__FRAGMENTO PROPORCIONADO__.

Seguir el desarrollo y el cumplimiento de una vocación es una de las experiencias humanas más sorprendentes. Es un don especialmente valioso en tiempos de carestía de ‘voces’ y de sueños, cuando se siente con más fuerza el deseo de gratuidad y la nostalgia de esas historias de pura charis que sólo aquellos que reciben una vocación pueden vivir y hacernos vivir.

Toda vocación verdadera, ya sea artística, religiosa o civil, es un bien público, como una fuente, un bosque, un océano, e incluso más, porque la presencia de vocaciones que alcanzan su madurez hace de la tierra de todos un lugar mejor para vivir, morir y tener y criar niños. La Biblia es también un cofre donde se han guardado durante milenios muchas grandes historias de vocaciones. Guardadas sólo para nosotros. Para que podamos revivirlas, encarnarlas y convertirlas en nuestras historias, mejorando así nuestra vida y la de todos.

__DATOS PROPORCIONADOS__.

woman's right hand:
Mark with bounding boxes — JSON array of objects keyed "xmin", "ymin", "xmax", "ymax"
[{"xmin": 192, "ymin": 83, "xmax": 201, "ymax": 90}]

__CONSIGNA ESCRITA__.
Sigue escribiendo el texto sobre la vocación justo después de su última oración.

__LA RESPUESTA__.
José recibió el anuncio de su vocación en un sueño, cuando, siendo niño en Canaán, vio su gavilla erguida en medio del campo y las otras once gavillas (sus hermanos) inclinadas ante él (37,7). Sólo después de muchos años y de mucho dolor, José, y nosotros con él, consigue interpretar verdaderamente sus sueños de muchacho. A veces hace falta toda una vida y grandes sufrimientos para descifrar nuestros sueños y los de los demás, y para comprender que los talentos de un hermano (de un compañero, de un miembro de nuestra comunidad…), que al principio nos parecían una amenaza, eran, en cambio, la salvación para todos.

“Yo soy José. ¿Vive aún mi padre? … yo soy vuestro hermano José, a quien vendisteis a los egipcios” (45,3-5). El culmen del ciclo de José se concentra en unos pocos, pero estupendos y muy humanos versos. Hasta este llanto-grito, José era hermano porque era hijo del mismo padre. Ahora recupera su condición de hermano por haber engendrado en el dolor-amor un nuevo vínculo de fraternidad. La fraternidad sólo de sangre nunca ha salvado a nadie. Muchas veces ha sido causa de injusticias, privilegios, discriminaciones y violencia. La primera fraternidad natural de José murió junto con el cabritillo con cuya sangre tiñeron los hermanos su túnica real para simular su muerte ante Jacob (37,31). Ahora, después de años en Egipto, José y sus hermanos renacen a una nueva fraternidad, que resurge de la muerte de la fraternidad de la sangre.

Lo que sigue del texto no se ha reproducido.